> WHAT TO DO
In the entries below, find every line with the string "above" and copy it.

(LISTED RECORDS Opens)

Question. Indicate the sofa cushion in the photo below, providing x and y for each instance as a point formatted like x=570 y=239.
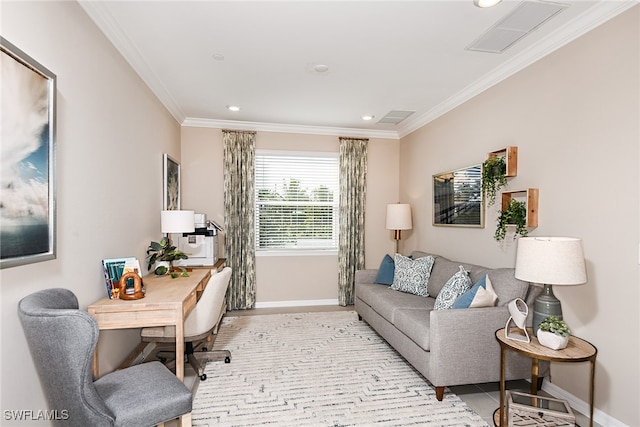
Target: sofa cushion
x=457 y=285
x=414 y=323
x=507 y=286
x=481 y=294
x=385 y=271
x=386 y=302
x=412 y=276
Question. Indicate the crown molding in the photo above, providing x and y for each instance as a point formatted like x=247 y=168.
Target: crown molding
x=597 y=15
x=110 y=28
x=285 y=128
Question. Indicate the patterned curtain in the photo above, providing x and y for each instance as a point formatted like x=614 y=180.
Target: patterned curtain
x=239 y=158
x=353 y=177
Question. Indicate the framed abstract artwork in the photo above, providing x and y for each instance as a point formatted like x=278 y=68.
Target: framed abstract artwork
x=27 y=159
x=457 y=198
x=171 y=179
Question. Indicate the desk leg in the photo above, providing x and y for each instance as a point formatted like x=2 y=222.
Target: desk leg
x=535 y=371
x=591 y=391
x=180 y=347
x=503 y=417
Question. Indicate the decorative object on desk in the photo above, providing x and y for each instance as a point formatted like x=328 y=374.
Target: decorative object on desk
x=519 y=311
x=553 y=333
x=550 y=261
x=515 y=214
x=114 y=269
x=457 y=198
x=137 y=286
x=158 y=252
x=28 y=123
x=398 y=219
x=171 y=183
x=494 y=177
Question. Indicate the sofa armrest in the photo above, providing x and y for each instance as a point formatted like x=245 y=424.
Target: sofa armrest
x=462 y=341
x=366 y=276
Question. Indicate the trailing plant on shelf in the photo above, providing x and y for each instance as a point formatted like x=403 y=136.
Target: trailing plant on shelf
x=494 y=171
x=516 y=215
x=165 y=251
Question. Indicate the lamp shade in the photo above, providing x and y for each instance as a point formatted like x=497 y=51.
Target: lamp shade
x=551 y=261
x=399 y=216
x=177 y=221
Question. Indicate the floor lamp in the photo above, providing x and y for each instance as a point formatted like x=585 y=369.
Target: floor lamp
x=398 y=219
x=550 y=261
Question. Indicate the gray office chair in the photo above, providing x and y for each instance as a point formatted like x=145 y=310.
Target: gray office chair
x=62 y=340
x=199 y=327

(LISTED RECORDS Closes)

> RESULT OF THIS TASK
Question. Indicate the crown molding in the photo above, providing x and y for each instance as a point formatted like x=247 y=168.
Question. Indicate the patterned curtain in the photo above, providing x and y for each instance as a point formatted like x=614 y=180.
Question. Indicate the framed abstract artwork in the photo above, providing x and y for each instance as a point formatted like x=278 y=68.
Question. Indicate the desk leg in the photo above, providing x and y for each instance as a point formatted like x=2 y=222.
Question. Indicate the decorative object on desk in the photo above, providing x and y for each instance as a point formatted like x=328 y=374.
Question. Indicate the sofa armrest in the photo above, providing x and y for each instance as a point formatted like x=245 y=424.
Question. Indicate the trailing plant on shelf in the photo above, providing x and y for each instance as a point formatted like x=403 y=136.
Question. Indicate the lamp shade in the photo above, providing x and y for each instance as a point formatted like x=497 y=51.
Question. Indicate the floor lamp in the photo above, providing x and y for each instance as a point formatted like x=585 y=369.
Question. Indicate the gray office chair in the photo above, providing x and y for each instance as a point formatted like x=145 y=310.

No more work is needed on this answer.